**Yapılacaklar:**
1. Alıntılanan metinde "Yazdığım yazıda da" ifadesinden "35 Cent’e alınmıştı." ifadesine kadar olan kısmı olduğu gibi alıntılayın.
2. Alıntılanan metne göre, müzayedede satılan muz satıştan birkaç saat önce kaça alınmıştı?

**Alıntılanan Metin:**
29-11-2024
İsmet Berkan

Bir sanat şakasından bir büyük insanlık ayıbına doğru

Bir sanat şakasından bir büyük insanlık ayıbına doğru

Dokuz gün önce New York’ta bir açık artırma yapıldı. Koli bandıyla duvara yapıştırılmış bir muzdan ibaret ‘sanat eseri’ tam 6,2 milyon dolara satıldı. Bu satışın hikayesini, buradaki ‘artistik şaka’yı daha önce bu köşede yazdım.

Yazdığım yazıda da vardı, bir şey bu ‘şaka’yı fena halde ‘kaka’ yapmıştı: Müzayedede 6,2 milyon dolara satılan muz birkaç saat önce Sotheby’s binasının hemen yakınındaki bir sokak satıcısından 35 Cent’e alınmıştı.

**Sağlanan Veriler:**
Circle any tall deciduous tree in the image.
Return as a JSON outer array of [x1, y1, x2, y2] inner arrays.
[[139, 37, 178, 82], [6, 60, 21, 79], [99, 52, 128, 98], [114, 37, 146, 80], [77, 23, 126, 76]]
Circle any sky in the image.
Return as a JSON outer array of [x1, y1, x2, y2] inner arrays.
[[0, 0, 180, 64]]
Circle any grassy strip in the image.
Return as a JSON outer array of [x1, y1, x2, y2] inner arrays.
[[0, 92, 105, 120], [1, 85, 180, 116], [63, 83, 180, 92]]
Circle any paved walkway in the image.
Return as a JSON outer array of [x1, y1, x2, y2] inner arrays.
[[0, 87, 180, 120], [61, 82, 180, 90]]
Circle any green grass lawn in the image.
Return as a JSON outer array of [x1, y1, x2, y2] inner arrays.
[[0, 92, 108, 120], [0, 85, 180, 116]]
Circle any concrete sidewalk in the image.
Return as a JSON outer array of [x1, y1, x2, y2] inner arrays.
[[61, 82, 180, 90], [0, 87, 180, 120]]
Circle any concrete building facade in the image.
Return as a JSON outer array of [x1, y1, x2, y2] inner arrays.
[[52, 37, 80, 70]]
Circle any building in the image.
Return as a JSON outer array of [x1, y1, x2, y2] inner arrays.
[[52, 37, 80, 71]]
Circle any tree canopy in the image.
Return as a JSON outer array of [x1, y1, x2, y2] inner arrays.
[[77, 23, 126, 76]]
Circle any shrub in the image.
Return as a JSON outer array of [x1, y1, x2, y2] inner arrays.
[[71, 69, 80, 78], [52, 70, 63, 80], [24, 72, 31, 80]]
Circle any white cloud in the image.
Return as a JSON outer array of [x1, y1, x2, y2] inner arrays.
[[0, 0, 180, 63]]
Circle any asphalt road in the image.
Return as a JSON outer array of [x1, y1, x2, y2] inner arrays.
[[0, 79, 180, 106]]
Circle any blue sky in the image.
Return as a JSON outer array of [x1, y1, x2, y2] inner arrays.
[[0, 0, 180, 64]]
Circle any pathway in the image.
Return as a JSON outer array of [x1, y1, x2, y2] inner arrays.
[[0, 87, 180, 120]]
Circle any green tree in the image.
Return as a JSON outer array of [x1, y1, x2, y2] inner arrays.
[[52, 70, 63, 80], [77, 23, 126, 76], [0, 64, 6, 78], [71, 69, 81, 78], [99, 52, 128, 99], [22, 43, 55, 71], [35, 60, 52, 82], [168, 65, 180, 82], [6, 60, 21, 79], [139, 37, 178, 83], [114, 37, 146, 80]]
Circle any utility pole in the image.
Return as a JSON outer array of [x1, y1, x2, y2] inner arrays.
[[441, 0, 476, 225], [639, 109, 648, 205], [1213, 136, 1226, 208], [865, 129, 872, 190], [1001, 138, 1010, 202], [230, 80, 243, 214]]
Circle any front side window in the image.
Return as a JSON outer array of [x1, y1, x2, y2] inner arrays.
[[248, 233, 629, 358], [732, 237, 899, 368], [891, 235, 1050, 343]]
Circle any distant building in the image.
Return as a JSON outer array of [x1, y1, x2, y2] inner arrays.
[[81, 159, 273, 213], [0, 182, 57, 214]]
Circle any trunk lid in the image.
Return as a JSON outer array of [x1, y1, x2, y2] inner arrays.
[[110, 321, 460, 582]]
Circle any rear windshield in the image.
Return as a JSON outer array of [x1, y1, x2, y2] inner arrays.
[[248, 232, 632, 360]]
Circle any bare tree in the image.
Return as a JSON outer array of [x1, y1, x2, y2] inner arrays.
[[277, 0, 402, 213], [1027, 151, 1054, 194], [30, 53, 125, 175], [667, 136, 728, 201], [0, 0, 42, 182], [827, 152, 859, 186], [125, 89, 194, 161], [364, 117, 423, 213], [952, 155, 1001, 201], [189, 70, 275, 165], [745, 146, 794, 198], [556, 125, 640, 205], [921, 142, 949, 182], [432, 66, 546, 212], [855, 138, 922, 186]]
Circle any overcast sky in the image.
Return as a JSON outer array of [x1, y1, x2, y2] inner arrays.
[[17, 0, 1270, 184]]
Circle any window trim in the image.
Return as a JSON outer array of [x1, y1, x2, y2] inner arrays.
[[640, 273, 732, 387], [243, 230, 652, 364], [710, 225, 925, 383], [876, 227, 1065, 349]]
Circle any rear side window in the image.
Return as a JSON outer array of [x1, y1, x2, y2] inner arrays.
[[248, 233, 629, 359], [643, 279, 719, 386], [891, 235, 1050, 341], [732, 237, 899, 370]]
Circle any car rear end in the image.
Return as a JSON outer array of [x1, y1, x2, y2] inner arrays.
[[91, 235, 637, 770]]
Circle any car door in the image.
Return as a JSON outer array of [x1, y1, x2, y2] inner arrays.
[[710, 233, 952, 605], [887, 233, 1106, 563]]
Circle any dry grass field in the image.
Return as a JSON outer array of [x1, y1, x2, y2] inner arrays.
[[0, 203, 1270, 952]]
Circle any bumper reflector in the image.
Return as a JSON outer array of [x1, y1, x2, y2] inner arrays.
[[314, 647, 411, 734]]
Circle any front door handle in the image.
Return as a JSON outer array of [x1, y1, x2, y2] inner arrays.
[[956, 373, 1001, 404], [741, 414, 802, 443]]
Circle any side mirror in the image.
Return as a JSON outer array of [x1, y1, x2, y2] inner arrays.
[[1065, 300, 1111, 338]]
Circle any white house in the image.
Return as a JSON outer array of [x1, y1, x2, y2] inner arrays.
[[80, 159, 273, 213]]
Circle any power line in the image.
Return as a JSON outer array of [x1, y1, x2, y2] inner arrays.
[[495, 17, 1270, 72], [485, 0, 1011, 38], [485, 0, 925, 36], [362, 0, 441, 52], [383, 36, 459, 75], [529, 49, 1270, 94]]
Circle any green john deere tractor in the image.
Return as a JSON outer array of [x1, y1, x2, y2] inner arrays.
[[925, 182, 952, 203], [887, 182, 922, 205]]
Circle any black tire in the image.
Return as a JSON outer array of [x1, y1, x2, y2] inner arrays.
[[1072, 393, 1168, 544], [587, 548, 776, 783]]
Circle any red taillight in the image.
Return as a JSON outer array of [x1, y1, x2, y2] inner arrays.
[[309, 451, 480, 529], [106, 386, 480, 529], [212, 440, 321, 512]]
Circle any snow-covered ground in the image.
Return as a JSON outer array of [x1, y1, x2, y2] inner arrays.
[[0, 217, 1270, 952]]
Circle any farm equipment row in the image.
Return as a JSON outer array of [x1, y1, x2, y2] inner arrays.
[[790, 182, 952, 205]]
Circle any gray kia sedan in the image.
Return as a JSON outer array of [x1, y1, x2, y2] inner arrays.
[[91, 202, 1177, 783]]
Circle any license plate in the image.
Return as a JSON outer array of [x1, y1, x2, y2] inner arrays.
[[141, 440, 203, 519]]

**Görevlere Göre Yanıtlar:**
1.
Yazdığım yazıda da vardı, bir şey bu ‘şaka’yı fena halde ‘kaka’ yapmıştı: Müzayedede 6,2 milyon dolara satılan muz birkaç saat önce Sotheby’s binasının hemen yakınındaki bir sokak satıcısından 35 Cent’e alınmıştı.

2. 35 Cent'e.